SEZIONE DI TESTO:

Massimo Recalcati è un affermato psicanalista, ma i suoi giudizi sul Pd – “Il nuovo Pd e lo strabismo di Elly Schlein” sulla Stampa del 9 luglio – sembrano dettati più da uno spirito di fazione politica che non dalla psicanalisi cui dichiara di attingere a piene mani. Celiando, verrebbe da dire in buon milanese “ofelè fa el to mestè”. Egli dovrebbe essere avvertito dei limiti di una stretta applicazione delle categorie della psicanalisi alla politica.

Due mondi lontani: Freud fece una dedica a Mussolini. Operazione suggestiva, l’accostamento, e tuttavia fuorviante. Si pensi all’innamoramento del Nostro per Renzi, che non può essere celebrato come pietra di paragone di ogni buon riformismo e il cui approdo dovrebbe suggerire una qualche riflessione critica e autocritica. Facile accodarsi alla critica del mito delle primarie, il doppio turno, prima gli iscritti poi gli elettori.

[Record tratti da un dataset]
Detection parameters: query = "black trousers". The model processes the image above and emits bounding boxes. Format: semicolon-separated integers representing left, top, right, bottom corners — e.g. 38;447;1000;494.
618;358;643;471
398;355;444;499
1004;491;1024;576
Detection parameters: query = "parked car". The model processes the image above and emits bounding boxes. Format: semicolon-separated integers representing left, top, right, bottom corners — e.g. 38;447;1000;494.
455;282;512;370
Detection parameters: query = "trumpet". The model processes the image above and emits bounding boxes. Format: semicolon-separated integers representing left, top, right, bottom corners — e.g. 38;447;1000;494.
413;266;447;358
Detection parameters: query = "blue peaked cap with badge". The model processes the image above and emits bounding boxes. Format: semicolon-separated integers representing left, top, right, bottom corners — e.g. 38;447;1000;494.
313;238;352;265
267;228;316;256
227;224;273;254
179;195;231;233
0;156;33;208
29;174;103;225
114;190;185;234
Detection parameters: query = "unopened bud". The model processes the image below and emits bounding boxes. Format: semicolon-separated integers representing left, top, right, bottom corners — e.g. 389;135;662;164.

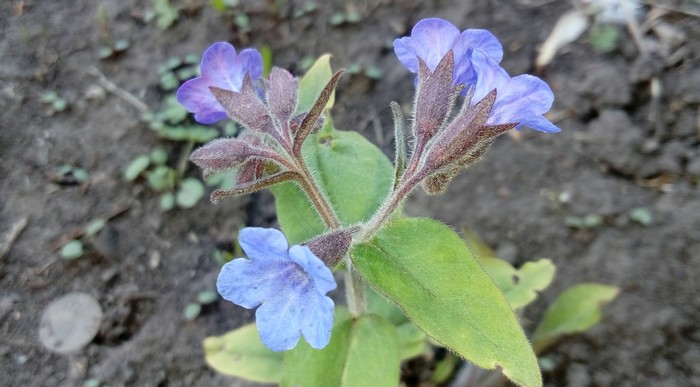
422;168;459;195
190;138;255;172
304;230;352;268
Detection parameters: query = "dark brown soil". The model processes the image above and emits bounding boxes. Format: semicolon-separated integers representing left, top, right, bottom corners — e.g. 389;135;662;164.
0;0;700;386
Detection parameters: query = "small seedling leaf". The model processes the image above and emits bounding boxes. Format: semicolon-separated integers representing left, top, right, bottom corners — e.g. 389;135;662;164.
60;239;83;260
151;148;168;165
183;302;202;321
124;155;151;181
532;283;619;353
85;218;105;236
202;324;284;383
197;290;219;305
175;177;204;208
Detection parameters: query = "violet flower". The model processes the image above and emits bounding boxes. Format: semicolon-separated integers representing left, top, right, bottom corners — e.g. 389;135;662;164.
216;227;336;351
177;42;263;124
394;18;503;85
471;51;561;133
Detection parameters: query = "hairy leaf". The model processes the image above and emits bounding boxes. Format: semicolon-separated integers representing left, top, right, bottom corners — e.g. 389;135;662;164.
351;218;542;386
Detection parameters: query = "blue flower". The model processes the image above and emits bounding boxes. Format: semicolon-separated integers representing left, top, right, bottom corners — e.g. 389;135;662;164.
471;51;561;133
177;42;263;124
216;227;336;351
394;18;503;85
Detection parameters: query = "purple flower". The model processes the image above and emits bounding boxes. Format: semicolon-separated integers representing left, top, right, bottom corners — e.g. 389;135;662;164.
471;50;560;133
394;18;503;85
177;42;263;124
216;227;336;351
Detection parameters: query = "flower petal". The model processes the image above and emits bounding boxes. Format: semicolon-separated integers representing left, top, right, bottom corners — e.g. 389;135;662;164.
255;291;308;351
301;294;335;349
289;245;337;294
200;42;262;92
394;18;459;73
487;75;554;124
238;227;289;261
177;42;263;124
216;258;277;309
471;50;510;104
176;77;226;124
452;29;503;84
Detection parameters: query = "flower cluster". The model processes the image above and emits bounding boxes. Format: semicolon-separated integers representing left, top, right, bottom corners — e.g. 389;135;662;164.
394;18;559;193
177;19;559;351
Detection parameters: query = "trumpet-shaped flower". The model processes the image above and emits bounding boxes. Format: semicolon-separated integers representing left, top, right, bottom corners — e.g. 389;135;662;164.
216;227;336;351
177;42;263;124
394;18;503;85
472;52;560;133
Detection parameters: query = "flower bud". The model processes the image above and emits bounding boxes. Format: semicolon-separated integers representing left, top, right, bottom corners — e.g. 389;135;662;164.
190;138;257;172
304;230;352;268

DESCRIZIONE DEL COMPITO: Secondo la sezione di testo, su quale giornale e in che data è uscito l'articolo di Massimo Recalcati sul Pd?

RISPOSTA: Sulla Stampa, il 9 luglio.